### Instructions to follow
Copy every line of the material below without any changes, but leave the picture out of your answer.

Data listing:
━━━━━━━━━━━━━━━━━━━━━━━━━━━━━━

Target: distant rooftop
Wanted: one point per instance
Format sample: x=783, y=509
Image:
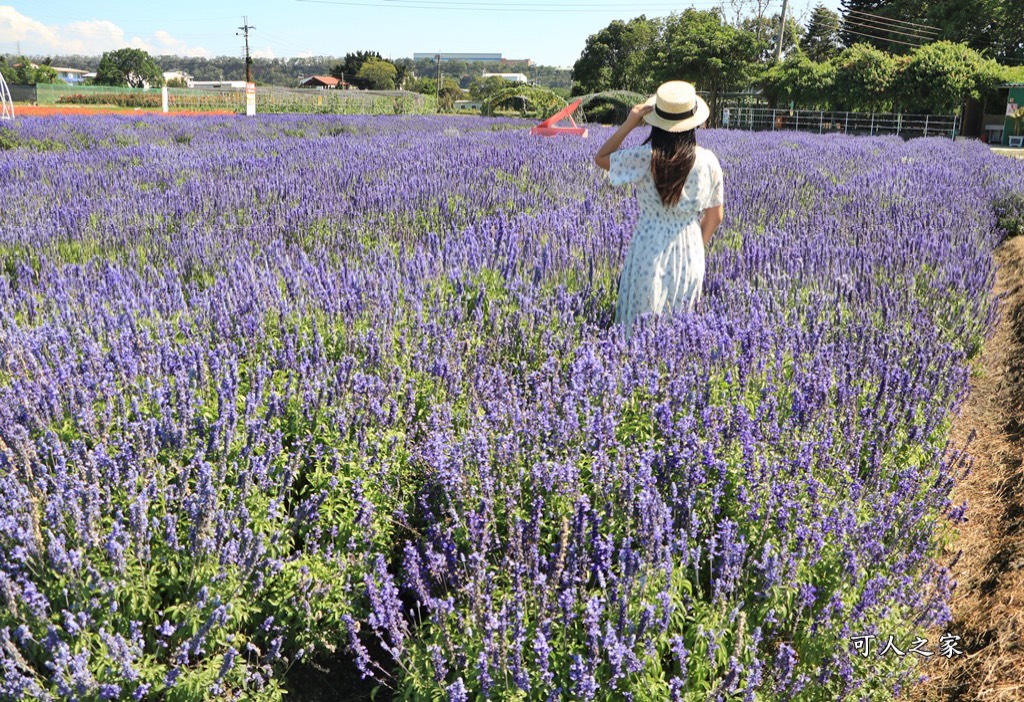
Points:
x=458, y=56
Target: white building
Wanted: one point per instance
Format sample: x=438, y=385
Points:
x=178, y=76
x=510, y=77
x=219, y=85
x=70, y=76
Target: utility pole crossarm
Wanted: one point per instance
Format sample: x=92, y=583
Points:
x=249, y=61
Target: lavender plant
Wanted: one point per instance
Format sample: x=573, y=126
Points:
x=275, y=389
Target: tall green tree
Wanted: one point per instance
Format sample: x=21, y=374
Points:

━━━━━━━━━━━━━━━━━━━━━━━━━━━━━━

### Result of the exercise
Target: distant rooftop
Wanted: one point per instance
Format sample: x=783, y=509
Image:
Points:
x=458, y=56
Target: white building
Wanted: one point per instance
Format sample: x=438, y=385
Points:
x=178, y=76
x=510, y=77
x=219, y=85
x=70, y=76
Target: utility pole crossarm
Wanted: one point per instance
Format sample: x=92, y=583
Points:
x=249, y=61
Target: lavender plant
Wanted: one point per instance
Format sample: x=573, y=126
Points:
x=275, y=389
Target: tall green tree
Wanted: one point per instance
Format sample: x=21, y=374
Points:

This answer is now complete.